■ Written instruction: From the records below, pull out every line starting at the one that contains "Put a marker on every instance of the leafy" and ending at the one that contains "[(194, 106), (80, 111), (198, 99)]". Reproduce those lines word for word.

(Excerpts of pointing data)
= = = = =

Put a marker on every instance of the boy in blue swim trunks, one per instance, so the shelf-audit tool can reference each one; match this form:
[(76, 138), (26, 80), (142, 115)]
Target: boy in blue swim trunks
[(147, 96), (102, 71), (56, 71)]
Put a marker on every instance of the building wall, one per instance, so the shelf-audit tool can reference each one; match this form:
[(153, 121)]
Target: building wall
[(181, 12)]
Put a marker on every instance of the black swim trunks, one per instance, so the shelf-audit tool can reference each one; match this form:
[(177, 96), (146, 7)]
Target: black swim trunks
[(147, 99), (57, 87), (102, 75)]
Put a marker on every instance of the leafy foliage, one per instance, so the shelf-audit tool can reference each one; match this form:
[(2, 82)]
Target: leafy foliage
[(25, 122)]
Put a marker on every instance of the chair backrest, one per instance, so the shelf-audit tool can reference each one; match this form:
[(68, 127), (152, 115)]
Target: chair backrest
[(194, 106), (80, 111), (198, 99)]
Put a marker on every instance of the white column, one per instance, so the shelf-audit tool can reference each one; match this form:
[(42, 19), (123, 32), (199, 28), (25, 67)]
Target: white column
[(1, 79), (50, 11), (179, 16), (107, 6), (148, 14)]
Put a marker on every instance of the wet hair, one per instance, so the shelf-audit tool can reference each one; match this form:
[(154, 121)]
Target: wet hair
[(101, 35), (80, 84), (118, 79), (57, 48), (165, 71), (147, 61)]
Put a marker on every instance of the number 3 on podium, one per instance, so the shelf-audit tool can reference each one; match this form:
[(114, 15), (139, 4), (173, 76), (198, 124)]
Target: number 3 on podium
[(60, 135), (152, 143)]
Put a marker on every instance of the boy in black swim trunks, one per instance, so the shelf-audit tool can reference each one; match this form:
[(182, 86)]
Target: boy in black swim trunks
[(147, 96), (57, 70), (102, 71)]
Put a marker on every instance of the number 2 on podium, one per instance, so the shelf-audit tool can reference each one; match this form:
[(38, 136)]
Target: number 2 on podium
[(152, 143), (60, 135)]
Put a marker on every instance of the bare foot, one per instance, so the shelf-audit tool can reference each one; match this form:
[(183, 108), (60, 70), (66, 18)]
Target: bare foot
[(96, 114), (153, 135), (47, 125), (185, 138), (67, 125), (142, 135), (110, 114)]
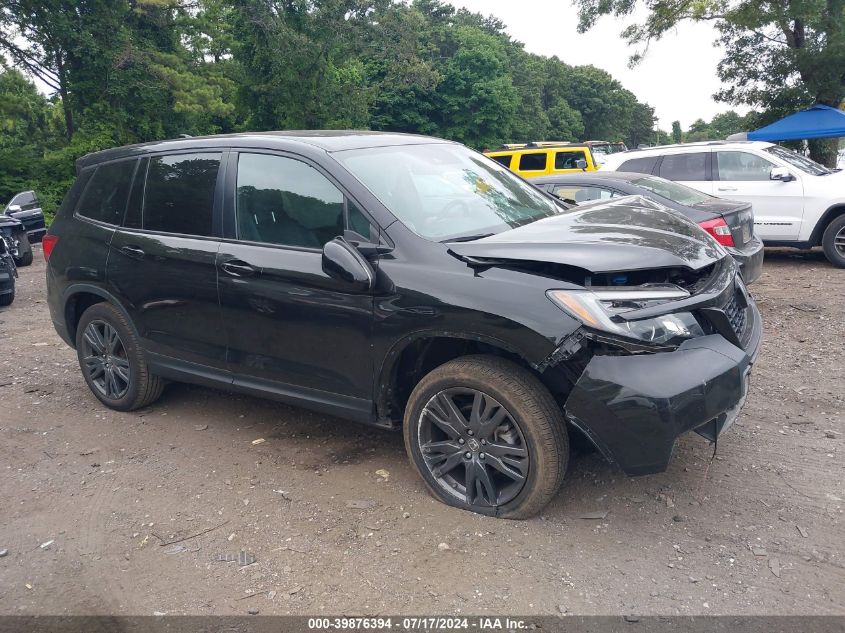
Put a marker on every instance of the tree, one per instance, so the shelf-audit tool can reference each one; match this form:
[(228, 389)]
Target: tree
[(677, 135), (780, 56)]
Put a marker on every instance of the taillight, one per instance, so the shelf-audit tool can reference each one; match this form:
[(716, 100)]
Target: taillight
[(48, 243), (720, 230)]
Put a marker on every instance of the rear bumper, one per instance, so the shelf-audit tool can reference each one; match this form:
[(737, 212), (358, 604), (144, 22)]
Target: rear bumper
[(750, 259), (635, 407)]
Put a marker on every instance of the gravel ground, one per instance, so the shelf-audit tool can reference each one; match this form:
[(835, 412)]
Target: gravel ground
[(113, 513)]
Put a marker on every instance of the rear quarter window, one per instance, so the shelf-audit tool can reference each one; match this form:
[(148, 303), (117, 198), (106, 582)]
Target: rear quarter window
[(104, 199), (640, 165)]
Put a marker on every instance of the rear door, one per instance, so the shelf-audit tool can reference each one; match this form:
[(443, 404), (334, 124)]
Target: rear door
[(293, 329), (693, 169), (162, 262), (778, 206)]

= = = = =

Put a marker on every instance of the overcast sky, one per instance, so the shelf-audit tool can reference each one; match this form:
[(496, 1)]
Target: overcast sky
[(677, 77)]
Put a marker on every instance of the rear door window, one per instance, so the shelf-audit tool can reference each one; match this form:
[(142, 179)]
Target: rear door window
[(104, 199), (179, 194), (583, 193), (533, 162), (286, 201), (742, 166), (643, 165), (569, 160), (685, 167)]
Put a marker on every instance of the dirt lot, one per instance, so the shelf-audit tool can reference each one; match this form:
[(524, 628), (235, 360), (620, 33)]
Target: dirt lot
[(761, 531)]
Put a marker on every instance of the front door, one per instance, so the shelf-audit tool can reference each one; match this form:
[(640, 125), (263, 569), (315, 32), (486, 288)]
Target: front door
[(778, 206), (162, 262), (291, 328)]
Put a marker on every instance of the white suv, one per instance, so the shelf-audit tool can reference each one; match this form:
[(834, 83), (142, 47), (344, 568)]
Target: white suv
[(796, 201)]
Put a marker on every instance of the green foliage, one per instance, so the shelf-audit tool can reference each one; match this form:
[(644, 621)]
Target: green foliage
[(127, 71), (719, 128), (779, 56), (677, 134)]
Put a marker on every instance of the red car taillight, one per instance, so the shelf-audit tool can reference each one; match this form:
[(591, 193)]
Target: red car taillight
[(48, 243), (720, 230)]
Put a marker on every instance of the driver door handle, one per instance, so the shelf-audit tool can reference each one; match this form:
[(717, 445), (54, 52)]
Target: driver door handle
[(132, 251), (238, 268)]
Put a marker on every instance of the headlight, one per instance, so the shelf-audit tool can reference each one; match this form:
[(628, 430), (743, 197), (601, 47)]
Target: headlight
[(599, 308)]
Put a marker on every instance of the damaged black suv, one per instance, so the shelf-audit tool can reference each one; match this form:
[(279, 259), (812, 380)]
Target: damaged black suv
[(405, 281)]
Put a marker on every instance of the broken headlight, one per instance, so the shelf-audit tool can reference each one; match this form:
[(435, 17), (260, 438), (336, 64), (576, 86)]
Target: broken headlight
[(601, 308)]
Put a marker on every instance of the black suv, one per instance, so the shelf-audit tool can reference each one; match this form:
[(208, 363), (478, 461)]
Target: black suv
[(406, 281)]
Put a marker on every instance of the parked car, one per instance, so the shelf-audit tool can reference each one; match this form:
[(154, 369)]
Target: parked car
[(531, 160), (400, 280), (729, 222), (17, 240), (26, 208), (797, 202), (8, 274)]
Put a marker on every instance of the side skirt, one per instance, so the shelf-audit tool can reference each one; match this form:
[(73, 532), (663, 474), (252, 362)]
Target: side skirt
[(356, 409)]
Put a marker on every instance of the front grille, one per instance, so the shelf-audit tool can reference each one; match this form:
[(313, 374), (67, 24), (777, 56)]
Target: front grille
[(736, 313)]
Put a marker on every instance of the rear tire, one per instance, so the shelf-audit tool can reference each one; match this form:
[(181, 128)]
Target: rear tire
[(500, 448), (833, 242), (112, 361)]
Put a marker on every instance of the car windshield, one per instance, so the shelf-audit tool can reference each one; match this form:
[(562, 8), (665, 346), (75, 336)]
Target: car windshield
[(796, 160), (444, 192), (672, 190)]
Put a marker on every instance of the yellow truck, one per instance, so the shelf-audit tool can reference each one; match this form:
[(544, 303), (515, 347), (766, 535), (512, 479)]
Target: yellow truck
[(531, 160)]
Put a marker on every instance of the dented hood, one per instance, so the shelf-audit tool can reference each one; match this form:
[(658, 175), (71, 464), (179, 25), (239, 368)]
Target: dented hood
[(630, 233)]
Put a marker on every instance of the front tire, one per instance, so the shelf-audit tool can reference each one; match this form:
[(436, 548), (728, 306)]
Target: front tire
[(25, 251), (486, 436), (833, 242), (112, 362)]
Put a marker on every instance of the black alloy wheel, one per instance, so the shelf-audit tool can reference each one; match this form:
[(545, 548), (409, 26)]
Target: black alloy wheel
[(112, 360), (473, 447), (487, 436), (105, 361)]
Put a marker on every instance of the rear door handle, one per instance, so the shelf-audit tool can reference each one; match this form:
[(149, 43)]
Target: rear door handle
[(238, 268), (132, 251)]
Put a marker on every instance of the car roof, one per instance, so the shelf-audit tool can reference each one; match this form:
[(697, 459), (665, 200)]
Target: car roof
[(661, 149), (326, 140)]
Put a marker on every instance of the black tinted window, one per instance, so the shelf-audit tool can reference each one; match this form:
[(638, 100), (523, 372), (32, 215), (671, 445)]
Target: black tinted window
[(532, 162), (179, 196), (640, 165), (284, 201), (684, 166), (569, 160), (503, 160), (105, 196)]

= = = = =

■ Answer for the task:
Put a marker on every instance of the leafy foliage, one per instance, so the shelf-audit tool can reference each one; match this form:
[(2, 82)]
Target: leafy foliage
[(25, 122)]
Put a marker on every instance of the chair backrest, one per instance, so the shelf-audit tool can reference each one; match this form:
[(68, 127), (152, 115)]
Target: chair backrest
[(194, 106), (80, 111), (198, 99)]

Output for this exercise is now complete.